- _THE TASK_
Reproduce every line below word for word, leaving nothing out.

· · · ·

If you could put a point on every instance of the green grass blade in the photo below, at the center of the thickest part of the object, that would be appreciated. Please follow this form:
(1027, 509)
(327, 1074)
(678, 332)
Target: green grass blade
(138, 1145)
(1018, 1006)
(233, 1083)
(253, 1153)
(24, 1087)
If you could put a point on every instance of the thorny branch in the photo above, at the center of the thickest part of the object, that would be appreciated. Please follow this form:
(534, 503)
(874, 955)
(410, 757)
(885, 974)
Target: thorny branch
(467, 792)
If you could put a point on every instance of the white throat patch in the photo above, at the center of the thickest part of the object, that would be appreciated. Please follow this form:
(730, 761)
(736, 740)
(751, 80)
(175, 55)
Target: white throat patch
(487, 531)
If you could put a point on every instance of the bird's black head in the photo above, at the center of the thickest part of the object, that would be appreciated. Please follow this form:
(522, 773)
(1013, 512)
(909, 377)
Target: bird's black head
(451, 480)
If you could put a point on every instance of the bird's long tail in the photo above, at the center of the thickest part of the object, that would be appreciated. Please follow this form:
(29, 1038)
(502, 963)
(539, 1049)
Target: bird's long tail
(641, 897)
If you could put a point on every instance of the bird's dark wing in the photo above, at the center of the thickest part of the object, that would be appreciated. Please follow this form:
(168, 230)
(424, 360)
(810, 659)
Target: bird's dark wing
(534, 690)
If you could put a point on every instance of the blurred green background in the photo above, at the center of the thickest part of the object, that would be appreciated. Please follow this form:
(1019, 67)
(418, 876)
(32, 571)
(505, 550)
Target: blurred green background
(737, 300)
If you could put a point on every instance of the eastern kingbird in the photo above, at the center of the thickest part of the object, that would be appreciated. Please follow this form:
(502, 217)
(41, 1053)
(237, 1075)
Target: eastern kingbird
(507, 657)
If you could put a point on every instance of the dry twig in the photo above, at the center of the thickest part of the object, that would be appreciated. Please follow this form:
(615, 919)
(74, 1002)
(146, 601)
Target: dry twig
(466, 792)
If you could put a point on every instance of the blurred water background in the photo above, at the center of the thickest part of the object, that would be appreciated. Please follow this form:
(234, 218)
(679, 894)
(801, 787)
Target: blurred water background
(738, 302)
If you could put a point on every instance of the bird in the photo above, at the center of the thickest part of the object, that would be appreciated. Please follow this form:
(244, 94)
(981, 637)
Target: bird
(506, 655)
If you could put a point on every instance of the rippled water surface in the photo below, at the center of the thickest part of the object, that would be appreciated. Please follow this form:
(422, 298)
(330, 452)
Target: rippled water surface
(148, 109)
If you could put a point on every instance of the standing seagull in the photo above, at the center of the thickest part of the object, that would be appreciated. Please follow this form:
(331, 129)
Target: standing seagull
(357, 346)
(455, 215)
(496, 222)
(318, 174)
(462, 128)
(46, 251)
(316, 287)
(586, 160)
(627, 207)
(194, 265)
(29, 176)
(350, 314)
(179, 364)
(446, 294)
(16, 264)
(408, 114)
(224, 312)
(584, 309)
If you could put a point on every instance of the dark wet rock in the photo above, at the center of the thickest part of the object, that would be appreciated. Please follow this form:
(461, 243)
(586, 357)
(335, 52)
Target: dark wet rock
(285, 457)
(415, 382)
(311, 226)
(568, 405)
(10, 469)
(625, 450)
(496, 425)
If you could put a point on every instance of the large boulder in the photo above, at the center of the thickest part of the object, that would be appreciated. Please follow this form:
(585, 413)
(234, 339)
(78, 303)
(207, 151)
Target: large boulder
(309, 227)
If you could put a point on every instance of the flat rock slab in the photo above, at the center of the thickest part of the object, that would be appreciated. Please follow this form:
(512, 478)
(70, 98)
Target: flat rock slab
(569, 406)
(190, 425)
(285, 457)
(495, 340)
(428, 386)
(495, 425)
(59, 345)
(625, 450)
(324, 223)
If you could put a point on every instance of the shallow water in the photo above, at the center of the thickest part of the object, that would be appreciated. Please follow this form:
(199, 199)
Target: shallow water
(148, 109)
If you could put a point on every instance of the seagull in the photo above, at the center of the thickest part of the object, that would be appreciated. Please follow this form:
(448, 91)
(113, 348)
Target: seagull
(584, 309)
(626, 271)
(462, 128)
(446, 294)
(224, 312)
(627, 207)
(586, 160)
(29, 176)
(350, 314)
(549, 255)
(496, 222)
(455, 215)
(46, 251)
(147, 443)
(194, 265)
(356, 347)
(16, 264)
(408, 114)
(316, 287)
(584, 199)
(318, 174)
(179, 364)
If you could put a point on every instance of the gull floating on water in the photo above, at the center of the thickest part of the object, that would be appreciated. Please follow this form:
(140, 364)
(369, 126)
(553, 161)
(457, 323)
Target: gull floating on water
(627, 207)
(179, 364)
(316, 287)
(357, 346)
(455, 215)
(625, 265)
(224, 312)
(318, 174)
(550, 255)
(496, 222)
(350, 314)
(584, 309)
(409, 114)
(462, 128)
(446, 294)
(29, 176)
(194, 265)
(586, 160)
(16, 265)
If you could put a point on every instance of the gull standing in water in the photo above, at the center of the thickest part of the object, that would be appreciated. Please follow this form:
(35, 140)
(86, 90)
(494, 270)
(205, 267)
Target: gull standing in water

· · · ·

- _ANSWER TO THE TASK_
If you could put a point on every instance of the green grass blade in the photo below, at the center of the thickest part of the object, that would be appreciated. Please follow this form:
(1027, 509)
(327, 1074)
(678, 332)
Target: green grass blade
(138, 1145)
(1018, 1006)
(233, 1083)
(253, 1153)
(24, 1087)
If you could put a point on every instance of the thorny branch in the photo above, at the center of the thickest part of the object, that would be appreciated. Please follow this form:
(534, 503)
(874, 955)
(410, 757)
(885, 974)
Target: thorny branch
(467, 792)
If you could put a point on every instance of the white throat patch in the photo above, at the center of the thickest part of the object, that would be appreciated. Please follow this form:
(730, 761)
(736, 740)
(751, 80)
(175, 55)
Target: white throat patch
(487, 531)
If you could put a point on every instance of the bird's black head in the photo above, at the center of the thickest part of the object, that would be appreciated. Please follow this form:
(522, 773)
(1013, 512)
(909, 377)
Target: bird's black head
(451, 480)
If you could put a point on every instance of the bird's long tail in the photo above, at the center of the thickest part of the object, that would be appreciated. Please follow this form:
(29, 1038)
(502, 963)
(539, 1049)
Target: bird's long tail
(641, 897)
If you could put a point on every instance of the bird's dark wing in the photo above, at the center of the thickest part of the object, that would be appreciated. Please follow this form:
(168, 230)
(424, 360)
(810, 659)
Target: bird's dark wing
(534, 690)
If you could put a point on every instance of the blurred green background in the photo above, at the center of the thickest part of the object, that would be appreciated. Please follow this form:
(1019, 67)
(418, 876)
(32, 571)
(505, 550)
Target: blurred green background
(737, 300)
If you could put a point on every instance of the eastern kingbird in the photo above, at the center of the thickest part of the object, that would be appreciated. Please follow this form:
(502, 217)
(41, 1053)
(237, 1075)
Target: eastern kingbird
(507, 657)
If you could put a point on every instance of the dry twig in the photo above, at the center of the thickest part of the object, that would be appreciated. Please follow this form:
(615, 919)
(74, 1002)
(146, 601)
Target: dry twig
(466, 792)
If you could put a point on every instance of the blurred water background in the photo above, at the center of the thickest part of the object, that would be appreciated. Please follow this form:
(234, 218)
(679, 894)
(801, 787)
Target: blurred water background
(738, 302)
If you could put a point on every instance of the bird in the photo above, at the center of the thickest part of the object, that would be appreciated. Please follow this form:
(244, 94)
(981, 637)
Target: bird
(506, 655)
If you could put a point on every instance of the rippled water surface in the photo below, at the center of the thickest part of the object, that would be appreciated. Please follow this form:
(422, 298)
(330, 452)
Target: rippled water surface
(148, 109)
If you could put a point on every instance of the standing seagull in the photo above, at the center of the thickest part of the object, that would be appreciated. Please follow this form:
(331, 129)
Target: standing seagull
(357, 346)
(455, 215)
(496, 222)
(318, 174)
(462, 128)
(46, 251)
(316, 287)
(586, 160)
(627, 207)
(194, 265)
(29, 176)
(350, 314)
(179, 364)
(446, 294)
(16, 264)
(408, 114)
(224, 312)
(584, 309)
If you could put a point on every instance of the dark wet rock in the photo above, at the center of the thickest part of the object, that would be appreciated. Please follow this form:
(461, 243)
(586, 357)
(335, 52)
Target: dark wet rock
(285, 457)
(415, 382)
(311, 226)
(568, 405)
(10, 469)
(625, 450)
(496, 425)
If you could put a point on every instance of the large boulder in the photo above, at the center of the thickest part of the object, that would be appreciated. Please follow this form:
(585, 413)
(234, 339)
(78, 303)
(207, 151)
Target: large boulder
(309, 227)
If you could put a point on every instance of the flat rock slab in the photo above, at the center of the thickest part of the object, that would be appreciated. Please follow this form:
(512, 478)
(70, 98)
Target: flat rock slab
(569, 406)
(190, 425)
(285, 457)
(495, 340)
(428, 386)
(495, 425)
(59, 345)
(625, 450)
(324, 223)
If you could put a point on every instance of the shallow water in the photo above, at the center of the thickest part of the object, that would be appreciated. Please follow this form:
(199, 199)
Target: shallow water
(148, 109)
If you could put a point on every instance of the seagull in the photo above, at the center of the thickest part of the object, that would be appreciated. Please follow this form:
(448, 91)
(113, 348)
Target: seagull
(584, 309)
(626, 271)
(462, 128)
(446, 294)
(224, 312)
(627, 207)
(586, 160)
(29, 176)
(350, 314)
(549, 255)
(496, 222)
(455, 215)
(46, 251)
(147, 443)
(194, 265)
(356, 347)
(16, 264)
(408, 114)
(316, 287)
(584, 199)
(318, 174)
(179, 364)
If you could put a point on every instance of the gull floating on water in the photo above, at the center of the thickest part of the object, that would be appreciated. Please follow this form:
(140, 364)
(369, 126)
(553, 161)
(457, 323)
Target: gull floating on water
(627, 207)
(179, 364)
(316, 287)
(357, 346)
(455, 215)
(625, 265)
(224, 312)
(318, 174)
(550, 255)
(496, 222)
(350, 314)
(584, 309)
(409, 114)
(462, 128)
(446, 294)
(29, 176)
(194, 265)
(586, 160)
(16, 265)
If you could put a point on every instance of the gull standing in water in the photo above, at the center of the thickest part of the object, that would be appreciated. Please follow this form:
(35, 140)
(86, 90)
(494, 270)
(205, 267)
Target: gull standing in water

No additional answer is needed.